Selected excerpt

Preserving colored text

Discussions, questions, comments, ideas, and your projects having to do with DIY Book Scanner software. This includes the Stereo Data Maker software for the cameras, post-processing software, utilities, OCR packages, and so on.

Moderator: peterZ

User avatar
strider1551
Posts: 126
Joined: 01 Mar 2010, 11:39
Number of books owned: 0
Location: Ohio, USA

Preserving colored text

Post by strider1551 »

A couple days ago I needed to copy a few pages from the Liturgy of the Hours (a catholic liturgical text). This presented a unique challenge for two reasons: the pages are super thin and some of the text is red. The red text needs to be preserved as red, because it indicates what you are doing or how to do it, whereas black text is what you are saying (from what I know this is the origin of the word "rubrics"). I know this is a pretty unique situation, but I thought I should share what I learned about digitizing texts with a few colors (but more than black/white). For this little case study I took one of the pages, worked out a process to improve its quality, and then looked at the efficiency of different djvu encoding methods.

Any images in this post are not the originals. They have been resized, converted to jpg, etc. to be a little more manageable in reading this post.

The Task at Hand

Original image:
original.jpg
original.jpg (417.18 KiB) Viewed 15373 times
color, mixed, and black/white modes, respectively:
mode-comparison.jpg
mode-comparison.jpg (182.89 KiB) Viewed 15373 times
I must have had my light settings off on the camera, because the page is a good bit yellow-er than normal. That actually doesn't make a difference for anything I'm doing here. The first thing is to run the image through scantailor. As you can see in the second image, only the color/grayscale mode preserves the red text, so that is the base image I'll have to work with. I'm a bit curious now how things would change if I didn't use the white margins and equalize illumination options, but that can be for some other day.

Information shown
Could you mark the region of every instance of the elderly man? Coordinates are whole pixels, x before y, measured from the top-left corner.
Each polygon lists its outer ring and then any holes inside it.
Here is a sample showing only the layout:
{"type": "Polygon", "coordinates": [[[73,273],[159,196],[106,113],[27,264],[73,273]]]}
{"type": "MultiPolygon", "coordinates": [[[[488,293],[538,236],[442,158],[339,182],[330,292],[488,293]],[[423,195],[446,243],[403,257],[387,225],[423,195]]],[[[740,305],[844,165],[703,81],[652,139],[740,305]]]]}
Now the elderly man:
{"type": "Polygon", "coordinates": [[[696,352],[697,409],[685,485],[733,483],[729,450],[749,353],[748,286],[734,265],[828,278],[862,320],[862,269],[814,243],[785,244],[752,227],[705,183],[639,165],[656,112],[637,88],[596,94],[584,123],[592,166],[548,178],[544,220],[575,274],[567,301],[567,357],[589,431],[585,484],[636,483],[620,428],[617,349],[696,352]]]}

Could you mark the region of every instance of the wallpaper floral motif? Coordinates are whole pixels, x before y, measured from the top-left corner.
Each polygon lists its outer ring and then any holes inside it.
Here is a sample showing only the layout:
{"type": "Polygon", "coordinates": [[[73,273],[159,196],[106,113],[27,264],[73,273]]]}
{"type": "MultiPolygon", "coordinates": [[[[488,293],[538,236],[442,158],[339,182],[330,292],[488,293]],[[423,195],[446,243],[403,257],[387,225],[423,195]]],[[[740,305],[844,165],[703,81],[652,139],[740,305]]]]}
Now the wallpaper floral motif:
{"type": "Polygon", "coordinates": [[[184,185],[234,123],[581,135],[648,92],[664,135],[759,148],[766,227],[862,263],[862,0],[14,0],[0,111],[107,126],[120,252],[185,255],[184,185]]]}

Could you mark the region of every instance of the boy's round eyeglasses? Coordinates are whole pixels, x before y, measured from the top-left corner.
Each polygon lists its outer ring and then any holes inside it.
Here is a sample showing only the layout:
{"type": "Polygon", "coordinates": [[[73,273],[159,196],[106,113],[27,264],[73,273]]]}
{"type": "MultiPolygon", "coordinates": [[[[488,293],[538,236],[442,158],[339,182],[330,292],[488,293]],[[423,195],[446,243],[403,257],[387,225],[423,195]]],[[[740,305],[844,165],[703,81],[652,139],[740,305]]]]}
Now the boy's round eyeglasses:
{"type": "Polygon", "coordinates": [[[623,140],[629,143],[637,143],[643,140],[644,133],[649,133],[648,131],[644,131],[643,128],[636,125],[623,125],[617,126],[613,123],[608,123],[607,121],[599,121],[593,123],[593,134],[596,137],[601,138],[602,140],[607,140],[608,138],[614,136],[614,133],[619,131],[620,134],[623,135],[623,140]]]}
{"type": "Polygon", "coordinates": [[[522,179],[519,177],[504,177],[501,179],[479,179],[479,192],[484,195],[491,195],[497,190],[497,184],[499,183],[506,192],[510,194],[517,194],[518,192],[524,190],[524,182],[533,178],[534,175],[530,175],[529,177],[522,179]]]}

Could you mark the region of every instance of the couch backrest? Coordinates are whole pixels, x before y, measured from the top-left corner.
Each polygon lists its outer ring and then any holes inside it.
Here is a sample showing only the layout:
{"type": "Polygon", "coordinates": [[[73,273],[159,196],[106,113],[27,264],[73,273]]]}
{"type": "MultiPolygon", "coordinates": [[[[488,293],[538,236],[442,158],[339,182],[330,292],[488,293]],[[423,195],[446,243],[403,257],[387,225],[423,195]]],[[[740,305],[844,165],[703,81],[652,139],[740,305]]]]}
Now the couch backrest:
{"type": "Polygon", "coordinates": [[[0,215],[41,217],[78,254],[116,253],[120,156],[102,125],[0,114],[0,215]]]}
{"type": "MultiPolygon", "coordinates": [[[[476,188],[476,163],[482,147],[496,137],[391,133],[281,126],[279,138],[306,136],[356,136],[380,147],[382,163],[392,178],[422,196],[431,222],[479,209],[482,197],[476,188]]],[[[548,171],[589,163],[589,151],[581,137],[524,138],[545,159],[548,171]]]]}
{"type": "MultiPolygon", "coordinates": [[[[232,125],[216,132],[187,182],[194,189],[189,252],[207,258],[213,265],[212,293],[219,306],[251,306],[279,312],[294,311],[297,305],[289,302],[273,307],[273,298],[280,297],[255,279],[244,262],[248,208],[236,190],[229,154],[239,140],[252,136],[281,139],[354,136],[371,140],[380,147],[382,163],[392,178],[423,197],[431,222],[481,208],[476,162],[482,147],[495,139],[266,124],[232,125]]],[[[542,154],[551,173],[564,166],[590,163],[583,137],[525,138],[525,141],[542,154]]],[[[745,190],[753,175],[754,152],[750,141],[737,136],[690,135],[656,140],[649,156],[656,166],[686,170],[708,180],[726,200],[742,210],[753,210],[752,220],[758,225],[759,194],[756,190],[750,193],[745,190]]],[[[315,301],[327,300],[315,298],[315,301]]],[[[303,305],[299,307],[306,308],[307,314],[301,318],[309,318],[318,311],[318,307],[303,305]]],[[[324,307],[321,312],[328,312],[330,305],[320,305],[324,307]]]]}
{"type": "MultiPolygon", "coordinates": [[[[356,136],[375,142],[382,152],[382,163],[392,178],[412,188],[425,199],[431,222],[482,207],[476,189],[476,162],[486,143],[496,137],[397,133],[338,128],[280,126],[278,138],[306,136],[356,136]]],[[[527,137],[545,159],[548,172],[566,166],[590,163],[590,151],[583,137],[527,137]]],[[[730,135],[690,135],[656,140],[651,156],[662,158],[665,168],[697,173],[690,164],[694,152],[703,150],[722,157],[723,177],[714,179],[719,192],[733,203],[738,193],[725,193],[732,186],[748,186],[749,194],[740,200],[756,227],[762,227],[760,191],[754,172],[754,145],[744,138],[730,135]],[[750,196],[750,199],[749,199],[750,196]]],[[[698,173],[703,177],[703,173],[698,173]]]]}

To-do list
A) According to the post on preserving colored text, why must the red text stay red?
B) Carry the post on preserving colored text forward, starting after its final sentence.
The entries have no connection to the post on preserving colored text.

Results in order
A) The red text indicates what you are doing or how to do it, whereas the black text is what you are saying.

B)
Reducing to White, Black, and Red

My goal is to get the image as close as I can to being purely white, black, and red. My tool of choice is ImageMagick, since it is powerful and easily scripted. The specific values I used for various options were tailored to this image.

original:
start.jpg
start.jpg (125.99 KiB) Viewed 15373 times
final:
final.jpg
final.jpg (98.3 KiB) Viewed 15373 times
whole process:
enhance.gif
enhance.gif (439.51 KiB) Viewed 15373 times
Step 1: Remove the background

Code: Select all

convert test.tif -fuzz 20% -fill white -opaque "#fff8cf" test_01.tif
In human language, this says to take color fff8cf (-opaque) and any color within 20% of the color range to it (-fuzz) and replace those with white (-fill). I obtained the color code with Gimp. This is the most visually dramatic step, since the ugly background is removed all in one go.

Step 2: Saturate the red color

Code: Select all

convert test_01.tif -modulate 100,150,100 test_02.tif
The middle number of -modulate says to increase saturation to 150%. This step makes the black text a little bit redder, but not enough to mess with later steps.

Step 3: Make reddish colors red

Code: Select all

convert test_02.tif -fuzz 30% -fill red -opaque red test_03.tif
If something is within 30% of the color red, make it actually red.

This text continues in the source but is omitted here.